Exercise tasks –
a: In the book review, what does the ghost leave Rune with after she plays for him?
b: Write the next part of the review of the book about Rune, picking up right after its final sentence.

Article –
The way the book blurb is written--and from the cover art--you'd think this was the Big Finish. Rune the Triumphant, player to Death, defeater of Doom, and all that. Nope.

The ghost comes and they make a deal: she'll play for him all night. If he digs her stuff, she gets to live.

Her digs her stuff, man. He tells her she's amazing and leaves her with a double-handful of silver pennies, remarking that she deserved gold but it'd be harder to explain to other people how this tavern child came to have so much money.

So now she's got money and the rest of a too-thick book stretching out ahead of her. It could have been so much better, but there doesn't seem to be much conflict for Rune, even while she's confronting the ghost. Everything pretty much falls into place for her, just so. Where there is something like a conflict or danger, it's resolved pretty quickly.

Basically, no Runes were seriously injured or killed during the production of this book. Author's pet? Rune is barely--more like minimally--educated, but is often the most articulate voice in the room. She doesn't really carry the "tavern bumpkin" role even in the tavern, which clashes with her upbringing.

The characters--all of them--are pretty straight-cut sketches, nothing really interesting about them. We know what Rune hopes to become, but we don't know much more than that.

Data extract –
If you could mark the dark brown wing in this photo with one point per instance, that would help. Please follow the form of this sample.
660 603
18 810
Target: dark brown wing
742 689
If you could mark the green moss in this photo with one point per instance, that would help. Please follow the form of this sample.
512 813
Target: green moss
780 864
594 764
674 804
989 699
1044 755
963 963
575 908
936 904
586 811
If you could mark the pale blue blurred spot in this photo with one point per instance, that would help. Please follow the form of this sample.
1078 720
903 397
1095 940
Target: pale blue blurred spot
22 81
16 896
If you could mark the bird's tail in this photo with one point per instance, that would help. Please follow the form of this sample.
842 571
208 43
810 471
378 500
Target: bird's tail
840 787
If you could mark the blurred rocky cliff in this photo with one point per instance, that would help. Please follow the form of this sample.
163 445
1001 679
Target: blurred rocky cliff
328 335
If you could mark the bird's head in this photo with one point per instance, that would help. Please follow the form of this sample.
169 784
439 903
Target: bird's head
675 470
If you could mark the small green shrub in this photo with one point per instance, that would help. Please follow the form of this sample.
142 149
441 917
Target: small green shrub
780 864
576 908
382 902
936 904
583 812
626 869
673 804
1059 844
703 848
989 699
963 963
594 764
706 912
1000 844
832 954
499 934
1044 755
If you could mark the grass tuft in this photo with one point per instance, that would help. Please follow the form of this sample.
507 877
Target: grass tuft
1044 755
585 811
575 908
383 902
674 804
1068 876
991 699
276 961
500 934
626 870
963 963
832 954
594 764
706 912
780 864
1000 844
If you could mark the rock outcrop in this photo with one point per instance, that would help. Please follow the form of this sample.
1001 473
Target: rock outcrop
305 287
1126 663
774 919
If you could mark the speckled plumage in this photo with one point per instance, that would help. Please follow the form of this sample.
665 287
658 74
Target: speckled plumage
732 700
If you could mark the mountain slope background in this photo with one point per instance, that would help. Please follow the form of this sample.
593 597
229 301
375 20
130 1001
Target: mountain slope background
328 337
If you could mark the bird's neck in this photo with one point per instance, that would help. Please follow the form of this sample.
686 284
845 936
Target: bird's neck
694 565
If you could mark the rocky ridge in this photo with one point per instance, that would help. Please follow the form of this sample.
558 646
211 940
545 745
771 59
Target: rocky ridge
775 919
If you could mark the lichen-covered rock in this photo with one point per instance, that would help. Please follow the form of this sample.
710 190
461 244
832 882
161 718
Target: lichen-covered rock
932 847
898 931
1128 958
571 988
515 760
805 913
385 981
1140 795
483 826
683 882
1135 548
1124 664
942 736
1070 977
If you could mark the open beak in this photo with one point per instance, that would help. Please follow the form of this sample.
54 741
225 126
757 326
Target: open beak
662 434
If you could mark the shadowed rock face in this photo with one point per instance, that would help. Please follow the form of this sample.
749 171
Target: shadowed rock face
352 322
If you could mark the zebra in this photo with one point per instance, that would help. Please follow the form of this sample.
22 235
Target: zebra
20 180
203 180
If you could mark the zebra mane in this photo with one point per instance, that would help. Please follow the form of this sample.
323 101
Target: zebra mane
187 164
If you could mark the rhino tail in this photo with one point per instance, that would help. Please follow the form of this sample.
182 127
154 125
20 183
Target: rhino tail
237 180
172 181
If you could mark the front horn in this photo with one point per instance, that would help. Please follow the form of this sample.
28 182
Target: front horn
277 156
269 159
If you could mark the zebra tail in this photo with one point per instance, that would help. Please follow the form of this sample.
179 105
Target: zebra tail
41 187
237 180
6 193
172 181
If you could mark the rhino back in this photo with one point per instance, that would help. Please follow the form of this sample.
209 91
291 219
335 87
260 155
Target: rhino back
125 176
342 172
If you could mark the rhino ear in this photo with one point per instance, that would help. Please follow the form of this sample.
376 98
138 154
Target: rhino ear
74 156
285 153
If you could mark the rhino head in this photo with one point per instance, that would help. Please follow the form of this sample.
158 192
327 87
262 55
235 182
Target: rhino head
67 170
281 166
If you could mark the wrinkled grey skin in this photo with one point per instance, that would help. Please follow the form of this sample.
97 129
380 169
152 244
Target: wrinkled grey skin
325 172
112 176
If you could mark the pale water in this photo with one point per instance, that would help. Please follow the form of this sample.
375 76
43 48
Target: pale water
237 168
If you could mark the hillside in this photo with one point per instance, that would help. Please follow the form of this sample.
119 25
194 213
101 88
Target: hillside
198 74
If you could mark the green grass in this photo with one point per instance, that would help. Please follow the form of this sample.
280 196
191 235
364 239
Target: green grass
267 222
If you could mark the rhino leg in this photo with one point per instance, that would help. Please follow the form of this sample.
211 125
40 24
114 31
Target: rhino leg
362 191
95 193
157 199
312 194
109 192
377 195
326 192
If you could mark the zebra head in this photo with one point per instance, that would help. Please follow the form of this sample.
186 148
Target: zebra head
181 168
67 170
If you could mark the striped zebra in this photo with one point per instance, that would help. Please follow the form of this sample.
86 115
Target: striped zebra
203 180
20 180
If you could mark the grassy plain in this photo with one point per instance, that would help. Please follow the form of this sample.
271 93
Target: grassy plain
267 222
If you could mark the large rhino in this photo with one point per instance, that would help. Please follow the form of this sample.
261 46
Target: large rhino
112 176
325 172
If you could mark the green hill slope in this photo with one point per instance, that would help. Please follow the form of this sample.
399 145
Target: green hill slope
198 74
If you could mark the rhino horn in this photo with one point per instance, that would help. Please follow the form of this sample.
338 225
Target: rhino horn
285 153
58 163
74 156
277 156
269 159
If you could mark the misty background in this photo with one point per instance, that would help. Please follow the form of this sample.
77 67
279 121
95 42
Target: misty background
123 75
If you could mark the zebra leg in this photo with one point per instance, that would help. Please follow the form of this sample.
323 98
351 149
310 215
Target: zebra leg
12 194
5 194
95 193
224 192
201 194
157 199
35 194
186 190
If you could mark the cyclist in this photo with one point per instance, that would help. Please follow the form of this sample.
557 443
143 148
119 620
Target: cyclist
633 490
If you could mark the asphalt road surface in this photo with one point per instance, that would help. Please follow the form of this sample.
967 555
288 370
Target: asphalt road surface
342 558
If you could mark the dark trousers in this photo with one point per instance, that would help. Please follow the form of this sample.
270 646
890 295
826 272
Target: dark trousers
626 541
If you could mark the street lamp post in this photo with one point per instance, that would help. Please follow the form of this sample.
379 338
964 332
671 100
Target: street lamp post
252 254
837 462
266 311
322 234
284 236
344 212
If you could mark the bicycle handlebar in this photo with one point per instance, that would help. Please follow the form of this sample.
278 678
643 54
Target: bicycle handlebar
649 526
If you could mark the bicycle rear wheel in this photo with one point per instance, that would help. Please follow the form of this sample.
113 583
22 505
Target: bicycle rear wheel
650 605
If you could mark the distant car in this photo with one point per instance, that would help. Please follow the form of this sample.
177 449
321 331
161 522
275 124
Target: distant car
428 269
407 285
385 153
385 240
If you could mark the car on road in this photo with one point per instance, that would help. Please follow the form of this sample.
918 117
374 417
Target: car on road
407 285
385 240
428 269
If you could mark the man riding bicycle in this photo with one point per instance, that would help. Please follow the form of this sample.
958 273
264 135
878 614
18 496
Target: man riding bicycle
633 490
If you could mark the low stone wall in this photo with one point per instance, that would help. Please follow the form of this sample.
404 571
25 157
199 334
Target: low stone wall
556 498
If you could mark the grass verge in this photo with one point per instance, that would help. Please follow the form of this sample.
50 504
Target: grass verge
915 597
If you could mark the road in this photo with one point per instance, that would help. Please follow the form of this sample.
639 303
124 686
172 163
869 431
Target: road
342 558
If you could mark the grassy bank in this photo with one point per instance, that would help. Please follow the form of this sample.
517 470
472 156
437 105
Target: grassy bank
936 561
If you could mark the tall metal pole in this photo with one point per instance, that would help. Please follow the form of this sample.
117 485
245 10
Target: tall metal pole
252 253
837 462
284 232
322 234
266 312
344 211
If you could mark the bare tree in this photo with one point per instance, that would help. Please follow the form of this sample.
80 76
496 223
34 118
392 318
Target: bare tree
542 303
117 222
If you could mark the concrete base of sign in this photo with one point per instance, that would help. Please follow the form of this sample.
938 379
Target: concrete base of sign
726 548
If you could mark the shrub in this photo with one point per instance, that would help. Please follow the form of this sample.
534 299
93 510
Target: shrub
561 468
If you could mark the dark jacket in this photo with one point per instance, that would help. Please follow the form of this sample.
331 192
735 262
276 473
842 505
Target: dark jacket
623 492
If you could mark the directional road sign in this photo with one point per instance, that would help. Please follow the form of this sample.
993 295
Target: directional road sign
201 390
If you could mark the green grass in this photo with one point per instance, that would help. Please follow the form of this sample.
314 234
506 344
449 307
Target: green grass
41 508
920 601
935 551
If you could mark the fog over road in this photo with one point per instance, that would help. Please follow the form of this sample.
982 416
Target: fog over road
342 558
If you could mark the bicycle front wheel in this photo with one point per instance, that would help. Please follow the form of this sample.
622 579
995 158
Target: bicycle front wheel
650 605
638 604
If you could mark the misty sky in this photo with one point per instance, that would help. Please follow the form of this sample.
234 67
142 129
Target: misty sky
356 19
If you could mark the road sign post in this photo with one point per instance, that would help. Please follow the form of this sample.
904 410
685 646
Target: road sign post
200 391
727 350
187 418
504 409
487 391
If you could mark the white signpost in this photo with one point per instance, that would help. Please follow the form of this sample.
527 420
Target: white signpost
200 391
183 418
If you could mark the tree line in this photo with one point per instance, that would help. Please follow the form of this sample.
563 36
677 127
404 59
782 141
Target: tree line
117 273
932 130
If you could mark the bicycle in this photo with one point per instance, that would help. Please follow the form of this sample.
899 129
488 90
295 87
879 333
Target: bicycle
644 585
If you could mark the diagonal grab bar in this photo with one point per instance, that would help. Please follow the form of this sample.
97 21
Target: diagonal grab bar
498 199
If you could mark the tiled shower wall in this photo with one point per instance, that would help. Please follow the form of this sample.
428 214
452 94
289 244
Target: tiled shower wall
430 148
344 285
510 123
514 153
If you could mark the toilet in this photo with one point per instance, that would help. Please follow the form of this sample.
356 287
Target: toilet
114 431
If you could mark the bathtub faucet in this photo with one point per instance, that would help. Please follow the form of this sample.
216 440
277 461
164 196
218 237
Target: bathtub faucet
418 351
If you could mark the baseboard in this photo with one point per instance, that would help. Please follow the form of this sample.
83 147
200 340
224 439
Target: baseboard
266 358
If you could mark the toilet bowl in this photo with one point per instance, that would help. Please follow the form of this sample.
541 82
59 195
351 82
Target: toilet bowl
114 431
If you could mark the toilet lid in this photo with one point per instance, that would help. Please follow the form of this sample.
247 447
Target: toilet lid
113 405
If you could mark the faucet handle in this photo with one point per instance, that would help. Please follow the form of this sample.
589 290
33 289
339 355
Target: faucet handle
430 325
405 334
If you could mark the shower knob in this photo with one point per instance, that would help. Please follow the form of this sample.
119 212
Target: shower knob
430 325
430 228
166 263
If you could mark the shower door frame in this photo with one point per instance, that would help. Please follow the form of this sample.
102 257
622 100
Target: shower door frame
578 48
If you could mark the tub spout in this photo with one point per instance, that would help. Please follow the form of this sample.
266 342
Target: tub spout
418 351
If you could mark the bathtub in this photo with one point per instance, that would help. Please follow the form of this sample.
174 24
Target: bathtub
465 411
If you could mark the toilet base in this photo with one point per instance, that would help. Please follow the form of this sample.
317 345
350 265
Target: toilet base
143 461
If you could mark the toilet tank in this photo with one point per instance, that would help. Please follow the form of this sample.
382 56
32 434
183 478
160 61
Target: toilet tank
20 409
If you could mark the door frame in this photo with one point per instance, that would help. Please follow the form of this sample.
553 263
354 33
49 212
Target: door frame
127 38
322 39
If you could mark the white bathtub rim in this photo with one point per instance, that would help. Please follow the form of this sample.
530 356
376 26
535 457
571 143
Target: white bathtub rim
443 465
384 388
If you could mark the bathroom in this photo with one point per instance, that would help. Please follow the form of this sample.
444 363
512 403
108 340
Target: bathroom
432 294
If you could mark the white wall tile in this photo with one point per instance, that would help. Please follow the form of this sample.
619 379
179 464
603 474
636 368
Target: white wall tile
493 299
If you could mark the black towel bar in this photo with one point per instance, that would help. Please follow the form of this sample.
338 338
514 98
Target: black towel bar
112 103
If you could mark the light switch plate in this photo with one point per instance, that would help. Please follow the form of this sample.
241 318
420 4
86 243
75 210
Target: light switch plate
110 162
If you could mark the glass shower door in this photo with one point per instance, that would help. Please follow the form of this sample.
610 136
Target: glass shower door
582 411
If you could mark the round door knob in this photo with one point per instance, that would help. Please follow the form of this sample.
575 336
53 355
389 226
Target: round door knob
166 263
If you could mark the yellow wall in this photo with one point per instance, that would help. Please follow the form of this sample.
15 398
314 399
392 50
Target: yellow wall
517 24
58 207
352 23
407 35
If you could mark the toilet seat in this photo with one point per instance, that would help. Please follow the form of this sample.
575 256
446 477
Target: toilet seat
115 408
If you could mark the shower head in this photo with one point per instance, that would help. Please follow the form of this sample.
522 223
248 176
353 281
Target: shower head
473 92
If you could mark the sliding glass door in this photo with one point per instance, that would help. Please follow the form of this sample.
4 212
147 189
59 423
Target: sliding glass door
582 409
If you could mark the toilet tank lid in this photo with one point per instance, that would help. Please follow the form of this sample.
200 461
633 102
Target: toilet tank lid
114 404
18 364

Per-task outputs –
a: A double-handful of silver pennies.

b:
The plot goes in a straight line from the Skull Hill Ghost to the city where she finds work, a teacher and lodging all on the same day. At the dramatically appropriate time, her teacher dies of pneumonia (giving the Big Emotional Hit) and she comes down with it herself. It takes the rest of Winter and part of Spring for her to recover--and just in time, the Church representative shows up to tell her that her teacher left her everything, and here's enough money for her to get to the next act in the book.

She hits the Kingsford Faire and enters the competition disguised as a boy: her teacher warned her that there are no girls or women in the Bardic Guild. Her best bet is to play as a boy. If she wins, she can either keep up the deception or reveal herself (so to speak).

She wins, gets the living crap beaten out of her...but fortunately she's rescued by the Free Bards, folks who play music without being part of a Guild or beholden to rich and powerful patrons. Not only that, she meets the love of her life and gets set up for the final act of the book.

Blah. I'll just stop there. I'd like to have seen some more slings and arrows of outrageous misfortune.

This thing's so heavy-handed it must have been typed with a sledgehammer.

There's so much hand-holding I was starting to hope she'd just ask me OUT already.

There's so much hitting over the head I've got a concussion.

EVERY TIME Rune starts thinking, it takes several pages of making goddamn sure we get it. She's not a whore? She's not a stripper? Okay, just say that in a couple of sentences, I'll understand.

On p. 254, she meets Mr. Boyfriend. She sets out with him after the Faire, looking for a place to set up for the winter.

By p. 331, they're still on the road, weeks later. Mr. Boyfriend is being the noble, self-sacrificing older guy who doesn't want to lead Rune on. He's TWICE her age (35!!), it wouldn't work out.

PAGES of this.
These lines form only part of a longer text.